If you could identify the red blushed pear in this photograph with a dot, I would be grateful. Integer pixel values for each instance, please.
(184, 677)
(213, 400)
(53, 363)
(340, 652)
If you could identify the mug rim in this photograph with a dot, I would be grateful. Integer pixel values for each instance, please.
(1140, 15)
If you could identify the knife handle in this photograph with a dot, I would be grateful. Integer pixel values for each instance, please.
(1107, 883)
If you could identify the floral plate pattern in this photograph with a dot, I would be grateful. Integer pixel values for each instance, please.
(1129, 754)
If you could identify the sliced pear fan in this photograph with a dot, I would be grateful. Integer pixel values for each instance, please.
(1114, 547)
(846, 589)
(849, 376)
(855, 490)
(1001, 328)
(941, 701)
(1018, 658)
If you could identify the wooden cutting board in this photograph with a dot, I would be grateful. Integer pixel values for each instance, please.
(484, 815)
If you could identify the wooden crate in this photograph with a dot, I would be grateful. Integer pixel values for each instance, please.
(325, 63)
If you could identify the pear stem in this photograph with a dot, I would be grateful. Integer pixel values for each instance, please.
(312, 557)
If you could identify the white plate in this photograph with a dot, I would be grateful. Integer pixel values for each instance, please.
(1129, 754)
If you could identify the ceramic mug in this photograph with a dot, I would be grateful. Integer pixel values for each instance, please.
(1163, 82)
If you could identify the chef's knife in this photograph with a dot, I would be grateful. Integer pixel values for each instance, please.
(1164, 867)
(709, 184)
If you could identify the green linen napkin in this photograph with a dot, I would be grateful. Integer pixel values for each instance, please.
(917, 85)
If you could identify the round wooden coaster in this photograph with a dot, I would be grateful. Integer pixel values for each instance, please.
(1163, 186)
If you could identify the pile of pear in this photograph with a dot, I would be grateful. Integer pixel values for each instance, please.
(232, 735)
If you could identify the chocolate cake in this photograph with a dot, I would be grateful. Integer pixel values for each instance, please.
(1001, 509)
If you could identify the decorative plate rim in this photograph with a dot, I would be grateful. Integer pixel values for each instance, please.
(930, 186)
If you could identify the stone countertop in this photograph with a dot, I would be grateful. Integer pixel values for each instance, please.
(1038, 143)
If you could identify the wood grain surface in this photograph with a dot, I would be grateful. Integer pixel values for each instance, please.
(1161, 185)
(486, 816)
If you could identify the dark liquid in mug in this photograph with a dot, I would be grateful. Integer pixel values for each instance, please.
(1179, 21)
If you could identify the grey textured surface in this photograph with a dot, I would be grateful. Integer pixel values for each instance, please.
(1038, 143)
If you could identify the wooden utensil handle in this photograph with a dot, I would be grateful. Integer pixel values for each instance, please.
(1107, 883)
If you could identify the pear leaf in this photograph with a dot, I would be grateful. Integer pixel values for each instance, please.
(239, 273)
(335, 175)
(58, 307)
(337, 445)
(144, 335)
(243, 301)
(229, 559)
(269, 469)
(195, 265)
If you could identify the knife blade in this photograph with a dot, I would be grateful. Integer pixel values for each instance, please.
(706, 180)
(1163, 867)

^^^^^^^^^^^^^^^^

» Requirement
Set down all of the entries exactly, please.

» Answer box
If you could identify the red blushed pear in this photograph with a dot, I would be grateful. Integer pixel values for each instance, please.
(184, 677)
(213, 400)
(53, 363)
(340, 652)
If you could identify the mug rim in this photograph with a dot, I would be grateful. Integer pixel values for each instance, please.
(1140, 15)
If you could identify the knife handle in this photograph with a dot, I would be grateful. Integer pixel values for each instance, please.
(1107, 883)
If you could identify the floral plate pattern in this photograph with a dot, I would be grateful. Integer pixel values for each instance, please.
(1129, 754)
If you could identify the sliced pear fan in this photograph with a dot, I would be grateful. Integer pixel values for each instance, please.
(1114, 547)
(846, 589)
(849, 376)
(855, 490)
(1001, 328)
(941, 701)
(1018, 658)
If you could identify the wooden cutting board in this photograph with a dot, I would be grateful. Integer pixel values for each instance, please.
(484, 815)
If you could identify the wooden crate in this photograph with a dot, I would be grateful. Integer pixel values for each instance, please.
(325, 63)
If you could identify the pear stem in this photograph with a dot, I would be grateful. Integer pixel values for each instance, please.
(312, 557)
If you could identify the white plate in this photograph with a dot, I would be grateful. Integer pixel values for each instance, please.
(1129, 754)
If you could identify the ceramic mug in this photograph with a dot, I would be grateful. Integer pixel values for each instance, please.
(1163, 82)
If you could identify the chef's knife in this photograph with a dot, I would be grateful. Integer pixel values for each instance, please.
(1164, 867)
(709, 184)
If you could identify the green linen napkin in this photograph with a dot, I would be grateful. Integer pixel values for each instance, please.
(917, 85)
If you could identify the round wooden coaster in this photograph with a dot, I would be grateful. Integer pixel values for each instance, please.
(1163, 186)
If you could identify the pile of pear in this photograph with a dot, I would be grateful. Integer pixel values for each instance, please.
(232, 735)
If you could identify the chocolate cake in this photograph with a dot, I would be grateful. Integer pixel values for each instance, please.
(1001, 509)
If you could identify the decorative plate rim in this photograph with a dot, I would be grateful. Integer pixel values for each instance, please.
(930, 186)
If you could identify the stone countertop in this photograph with a dot, I would be grateful. Integer pixel values for each instance, please.
(1038, 143)
If you could identify the wood grain surface in this photograph with a dot, I would be grateful. Integer pixel values for each instance, please.
(1161, 185)
(486, 816)
If you could identify the dark liquid in mug in this photograph with a dot, I would be grateful. Integer pixel values for each instance, please.
(1179, 21)
If you could identify the grey textured surface in this photograph with a dot, I would be grateful. Integer pixel values for each instance, please.
(1038, 143)
If you could identify the wooden utensil handle in this photograph with a dot, I would be grateful. Integer pixel values for each instance, please.
(1107, 883)
If you could identify the pear leaf in this photograph with a dot, I would be grateful. Integer pixel values for each instance, please.
(239, 273)
(335, 175)
(58, 307)
(337, 445)
(144, 335)
(243, 301)
(229, 559)
(269, 469)
(195, 265)
If you could identify the knife blade in this photograph with a dot, I would be grateful. Integer pixel values for each instance, please.
(706, 180)
(1163, 867)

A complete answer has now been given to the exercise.